== EXTRAIT DU TEXTE
Le cardinal australien George Pell passera mercredi soir sa première nuit derrière les barreaux au lendemain de l’annonce de sa condamnation en Australie pour pédophilie, qui couronne la disgrâce de celui qui était encore il y a peu l’un des plus proches conseillers du pape.
 
Plus haut représentant de l’Eglise catholique jamais reconnu coupable de viol sur mineur, l’ex-numéro trois du Vatican, qui clame son innocence et a fait appel, s’est vu notifier mercredi son placement en détention par un juge de Melbourne.
 
Le prélat de 77 ans avait été hué dans la matinée par la foule à son arrivée, libre, au Tribunal de Comté de Victoria. Mais c’est une salle d’audience silencieuse, comme sans voix face au spectacle de la chute d’un des plus puissants hommes d’Eglise, qu’il a quittée quelques heures plus tard pour être conduit en détention.
====
> **CONSIGNE A**:
Repérez dans les enregistrements ci-dessous toutes les lignes qui contiennent le mot "blurred", puis recopiez-les.
== ENREGISTREMENTS FOURNIS
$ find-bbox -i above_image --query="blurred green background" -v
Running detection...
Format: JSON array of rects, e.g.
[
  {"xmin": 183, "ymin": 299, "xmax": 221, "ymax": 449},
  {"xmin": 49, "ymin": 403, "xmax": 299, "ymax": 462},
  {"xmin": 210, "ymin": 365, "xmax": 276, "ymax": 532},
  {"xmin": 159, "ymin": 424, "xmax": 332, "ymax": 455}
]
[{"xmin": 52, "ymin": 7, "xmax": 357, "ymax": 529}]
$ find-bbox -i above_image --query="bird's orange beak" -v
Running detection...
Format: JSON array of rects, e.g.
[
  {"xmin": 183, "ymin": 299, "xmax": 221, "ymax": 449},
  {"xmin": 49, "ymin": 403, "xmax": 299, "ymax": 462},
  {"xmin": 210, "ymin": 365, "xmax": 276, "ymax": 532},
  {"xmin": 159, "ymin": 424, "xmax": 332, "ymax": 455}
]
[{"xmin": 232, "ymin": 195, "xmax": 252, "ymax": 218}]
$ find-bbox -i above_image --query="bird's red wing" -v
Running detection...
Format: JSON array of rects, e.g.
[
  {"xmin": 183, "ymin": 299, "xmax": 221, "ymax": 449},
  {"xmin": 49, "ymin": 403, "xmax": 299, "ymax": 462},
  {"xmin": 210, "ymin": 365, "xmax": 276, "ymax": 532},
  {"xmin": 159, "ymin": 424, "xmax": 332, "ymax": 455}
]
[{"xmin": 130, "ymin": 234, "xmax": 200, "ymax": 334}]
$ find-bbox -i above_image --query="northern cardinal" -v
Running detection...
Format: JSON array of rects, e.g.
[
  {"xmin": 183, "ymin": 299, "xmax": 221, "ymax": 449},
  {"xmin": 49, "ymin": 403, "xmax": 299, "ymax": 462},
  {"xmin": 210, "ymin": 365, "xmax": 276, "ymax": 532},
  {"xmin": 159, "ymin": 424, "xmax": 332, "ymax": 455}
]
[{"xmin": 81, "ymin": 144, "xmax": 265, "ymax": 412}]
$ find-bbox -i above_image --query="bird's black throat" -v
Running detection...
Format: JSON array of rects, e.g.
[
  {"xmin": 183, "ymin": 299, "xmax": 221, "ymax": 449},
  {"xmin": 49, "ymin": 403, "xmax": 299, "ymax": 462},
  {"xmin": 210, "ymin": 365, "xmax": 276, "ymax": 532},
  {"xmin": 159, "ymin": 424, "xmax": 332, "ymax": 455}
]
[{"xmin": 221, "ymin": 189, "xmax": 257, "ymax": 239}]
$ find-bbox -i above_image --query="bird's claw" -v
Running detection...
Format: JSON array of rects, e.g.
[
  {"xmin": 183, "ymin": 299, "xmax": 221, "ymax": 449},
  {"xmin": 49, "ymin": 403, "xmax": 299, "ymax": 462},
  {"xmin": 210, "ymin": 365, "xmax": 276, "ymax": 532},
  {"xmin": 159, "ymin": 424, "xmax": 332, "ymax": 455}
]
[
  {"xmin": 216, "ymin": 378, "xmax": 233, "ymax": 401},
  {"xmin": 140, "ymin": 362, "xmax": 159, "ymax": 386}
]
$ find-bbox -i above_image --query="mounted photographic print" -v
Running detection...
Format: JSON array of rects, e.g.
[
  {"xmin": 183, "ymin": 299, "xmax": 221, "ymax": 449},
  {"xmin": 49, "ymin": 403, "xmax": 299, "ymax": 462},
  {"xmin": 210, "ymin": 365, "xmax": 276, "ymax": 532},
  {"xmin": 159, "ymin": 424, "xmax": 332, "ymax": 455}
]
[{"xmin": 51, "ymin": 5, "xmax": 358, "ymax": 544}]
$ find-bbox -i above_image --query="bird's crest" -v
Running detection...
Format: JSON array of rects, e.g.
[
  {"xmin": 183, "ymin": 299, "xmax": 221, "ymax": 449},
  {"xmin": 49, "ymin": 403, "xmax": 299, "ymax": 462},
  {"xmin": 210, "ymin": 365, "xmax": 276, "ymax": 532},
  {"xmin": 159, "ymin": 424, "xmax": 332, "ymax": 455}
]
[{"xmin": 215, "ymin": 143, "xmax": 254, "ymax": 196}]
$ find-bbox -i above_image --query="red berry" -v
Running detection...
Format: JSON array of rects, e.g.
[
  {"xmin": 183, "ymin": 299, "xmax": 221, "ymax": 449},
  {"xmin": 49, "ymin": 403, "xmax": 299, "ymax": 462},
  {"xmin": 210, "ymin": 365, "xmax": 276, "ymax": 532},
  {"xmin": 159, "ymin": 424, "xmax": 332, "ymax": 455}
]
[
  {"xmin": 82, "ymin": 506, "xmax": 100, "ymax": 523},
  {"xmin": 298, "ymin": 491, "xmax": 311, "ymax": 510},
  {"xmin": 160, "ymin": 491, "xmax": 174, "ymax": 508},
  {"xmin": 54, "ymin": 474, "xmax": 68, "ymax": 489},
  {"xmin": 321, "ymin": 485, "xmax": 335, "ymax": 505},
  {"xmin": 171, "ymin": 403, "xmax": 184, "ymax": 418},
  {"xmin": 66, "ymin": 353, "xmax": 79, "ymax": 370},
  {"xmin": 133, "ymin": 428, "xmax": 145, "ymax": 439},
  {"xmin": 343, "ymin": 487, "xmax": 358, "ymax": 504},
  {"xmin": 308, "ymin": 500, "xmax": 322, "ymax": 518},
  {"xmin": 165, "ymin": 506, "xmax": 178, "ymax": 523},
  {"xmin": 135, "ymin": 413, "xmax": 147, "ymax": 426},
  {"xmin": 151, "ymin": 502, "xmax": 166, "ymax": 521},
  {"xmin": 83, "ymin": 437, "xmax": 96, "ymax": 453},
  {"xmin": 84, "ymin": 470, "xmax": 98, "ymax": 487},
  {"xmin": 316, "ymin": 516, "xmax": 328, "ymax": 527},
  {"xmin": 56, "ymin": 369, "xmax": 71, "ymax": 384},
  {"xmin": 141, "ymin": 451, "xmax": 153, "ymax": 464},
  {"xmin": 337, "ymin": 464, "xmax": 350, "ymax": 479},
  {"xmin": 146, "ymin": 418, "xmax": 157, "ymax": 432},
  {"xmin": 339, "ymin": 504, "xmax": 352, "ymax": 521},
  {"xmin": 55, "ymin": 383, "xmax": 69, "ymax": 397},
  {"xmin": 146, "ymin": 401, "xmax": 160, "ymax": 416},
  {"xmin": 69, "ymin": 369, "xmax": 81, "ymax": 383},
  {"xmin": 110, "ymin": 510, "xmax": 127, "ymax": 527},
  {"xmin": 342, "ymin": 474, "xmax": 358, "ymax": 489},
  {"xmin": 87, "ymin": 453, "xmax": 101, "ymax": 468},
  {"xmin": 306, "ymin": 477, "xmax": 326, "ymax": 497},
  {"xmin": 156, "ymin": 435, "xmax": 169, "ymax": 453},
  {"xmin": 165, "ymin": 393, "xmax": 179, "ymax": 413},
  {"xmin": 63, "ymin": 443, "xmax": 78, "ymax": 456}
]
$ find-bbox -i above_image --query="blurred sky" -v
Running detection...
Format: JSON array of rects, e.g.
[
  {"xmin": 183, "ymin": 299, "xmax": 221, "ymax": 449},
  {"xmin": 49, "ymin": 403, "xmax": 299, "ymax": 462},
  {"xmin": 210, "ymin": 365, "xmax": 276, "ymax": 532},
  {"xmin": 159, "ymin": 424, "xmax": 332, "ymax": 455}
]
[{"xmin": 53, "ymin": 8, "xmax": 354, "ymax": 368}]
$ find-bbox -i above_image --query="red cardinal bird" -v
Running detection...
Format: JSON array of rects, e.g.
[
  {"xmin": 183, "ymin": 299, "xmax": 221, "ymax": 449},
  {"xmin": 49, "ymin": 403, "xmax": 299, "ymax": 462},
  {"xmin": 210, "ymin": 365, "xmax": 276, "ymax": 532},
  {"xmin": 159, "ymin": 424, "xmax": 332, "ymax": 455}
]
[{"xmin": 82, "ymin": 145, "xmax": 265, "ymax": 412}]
====
> **CONSIGNE B**:
Recopiez mot pour mot le passage de l'extrait sur le cardinal Pell qui commence aux mots "Plus haut représentant" et s'arrête après "conduit en détention.".

> **RÉPONSE RÉDIGÉE A**:
$ find-bbox -i above_image --query="blurred green background" -v
$ find-bbox -i above_image --query="blurred sky" -v

> **RÉPONSE RÉDIGÉE B**:
Plus haut représentant de l’Eglise catholique jamais reconnu coupable de viol sur mineur, l’ex-numéro trois du Vatican, qui clame son innocence et a fait appel, s’est vu notifier mercredi son placement en détention par un juge de Melbourne.
 
Le prélat de 77 ans avait été hué dans la matinée par la foule à son arrivée, libre, au Tribunal de Comté de Victoria. Mais c’est une salle d’audience silencieuse, comme sans voix face au spectacle de la chute d’un des plus puissants hommes d’Eglise, qu’il a quittée quelques heures plus tard pour être conduit en détention.